EXERCISE TASKS:
**A.** What vote margin does the DACA ruling article give for the Supreme Court's decision?
**B.** Carry on the DACA ruling article past its final sentence.

─── SELECTED EXCERPT ───

The U.S. Supreme Court ruled Thursday that the Trump administration cannot carry out its plan to shut down the Deferred Action for Childhood Arrivals program (DACA), which has allowed nearly 700,000 young people, known as Dreamers, who came to the United States as children, to live and work in the United States.
In a 5-4 decision, the Court held that the administration failed to “provide a reasoned explanation for its action”, leaving the program alive for now. The Court’s decision is a big legal defeat to Trump on the issue of immigration, and is a win for immigrants who will not have their lives immediately interrupted.
“We still need a permanent solution for our dreamers who are constantly trying to pursue the American Dream,” Jocelyn Casanova said. “It felt amazing to not be in limbo after walking down this path and not knowing where you would end up. Happiness is an understatement, especially during this uncertain time where we have a pandemic still going on, and our Black Lives Matter brothers are voicing their concerns with the justice system. Change is happening, and we should still continue to have these conversations as well as continue to count our blessings.”

─── DATASET EXTRACT ───

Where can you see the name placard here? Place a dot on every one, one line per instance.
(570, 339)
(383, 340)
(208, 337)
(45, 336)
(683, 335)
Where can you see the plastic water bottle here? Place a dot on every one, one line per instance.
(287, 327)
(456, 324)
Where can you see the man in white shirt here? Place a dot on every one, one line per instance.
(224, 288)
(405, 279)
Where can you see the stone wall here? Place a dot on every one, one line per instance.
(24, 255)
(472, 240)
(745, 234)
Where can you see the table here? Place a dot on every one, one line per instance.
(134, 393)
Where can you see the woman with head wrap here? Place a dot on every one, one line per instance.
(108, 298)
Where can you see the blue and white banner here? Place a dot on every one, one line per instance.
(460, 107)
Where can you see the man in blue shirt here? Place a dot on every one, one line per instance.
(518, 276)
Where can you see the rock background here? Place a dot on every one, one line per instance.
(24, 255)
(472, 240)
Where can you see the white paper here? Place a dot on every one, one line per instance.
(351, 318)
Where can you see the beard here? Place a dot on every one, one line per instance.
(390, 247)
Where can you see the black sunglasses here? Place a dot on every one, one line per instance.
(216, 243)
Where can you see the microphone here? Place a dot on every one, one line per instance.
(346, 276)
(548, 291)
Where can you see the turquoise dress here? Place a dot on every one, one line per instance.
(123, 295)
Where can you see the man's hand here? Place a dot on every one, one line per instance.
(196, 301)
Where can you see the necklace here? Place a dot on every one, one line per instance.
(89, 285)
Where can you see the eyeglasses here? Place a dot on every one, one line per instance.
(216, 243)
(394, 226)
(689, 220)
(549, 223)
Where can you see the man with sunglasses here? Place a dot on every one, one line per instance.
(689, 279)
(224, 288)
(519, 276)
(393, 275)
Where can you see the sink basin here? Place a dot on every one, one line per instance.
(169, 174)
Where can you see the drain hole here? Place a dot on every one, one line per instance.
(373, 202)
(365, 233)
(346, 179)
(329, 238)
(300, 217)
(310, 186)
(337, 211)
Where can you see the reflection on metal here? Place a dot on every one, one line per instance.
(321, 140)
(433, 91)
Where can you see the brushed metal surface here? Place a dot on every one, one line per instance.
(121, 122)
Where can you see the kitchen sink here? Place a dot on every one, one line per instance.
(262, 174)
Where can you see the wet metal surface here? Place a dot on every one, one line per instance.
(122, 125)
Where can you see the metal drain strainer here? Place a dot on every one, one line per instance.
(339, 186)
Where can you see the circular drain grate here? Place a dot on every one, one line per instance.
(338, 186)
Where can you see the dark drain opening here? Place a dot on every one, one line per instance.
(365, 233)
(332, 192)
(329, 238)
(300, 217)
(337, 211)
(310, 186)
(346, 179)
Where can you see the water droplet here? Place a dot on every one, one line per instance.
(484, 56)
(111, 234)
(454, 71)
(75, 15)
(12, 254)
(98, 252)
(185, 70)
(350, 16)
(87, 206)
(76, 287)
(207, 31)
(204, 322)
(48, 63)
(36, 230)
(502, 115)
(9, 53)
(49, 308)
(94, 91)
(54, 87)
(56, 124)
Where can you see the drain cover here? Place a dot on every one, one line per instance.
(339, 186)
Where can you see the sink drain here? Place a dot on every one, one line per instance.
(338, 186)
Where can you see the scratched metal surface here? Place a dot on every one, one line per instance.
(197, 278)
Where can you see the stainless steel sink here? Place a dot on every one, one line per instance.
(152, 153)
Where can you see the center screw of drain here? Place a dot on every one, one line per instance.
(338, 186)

───

ANSWERS BY TASK:
**A.** 5-4

**B.**
Casanova is one of about 24,000 DACA holders who live in North Carolina, and among the 700,000 or so recipients nationwide. She said she is grateful to be in the U.S. and wants to continue to go to school, work and contribute to her community.
DACA is a temporary fix for recipients of the program, who don’t otherwise have a permanent path to U.S. citizenship. Last June, the U.S. House passed legislation that would safeguard the program and provide a pathway to citizenship. The bill has not been taken up in the U.S. Senate.
Still, the Supreme Court news from Thursday brought many people comfort this week.
Since 2017, Trump has attempted to dismantle the Obama administration’s program that deferred deportation in response to the failure of Congress to pass legislation to protect Dreamers.
Last January, Trump demanded a $5.7 billion fund for a border wall in exchange for temporary protections for Dreamers — the shutdown ended with no border wall funding and no legislation on DACA.
For now, more than 24,230 Dreamers out of 700,000 across the country, will remain protected in North Carolina.
The Trump administration has repeatedly attacked immigrants through any means, including increased detention, deportation of immigrants, and separating thousands of children from their parents at the southern border.
While the ruling results in a temporary pause on deportation of Dreamers, the Supreme Court has left open other ways for the Trump administration to end the program, but it must provide adequate reasoning for doing so.
As the Trump administration continues to undermine vulnerable populations, we must continue to fight for protections and equal rights for all of our families, neighbors, and communities.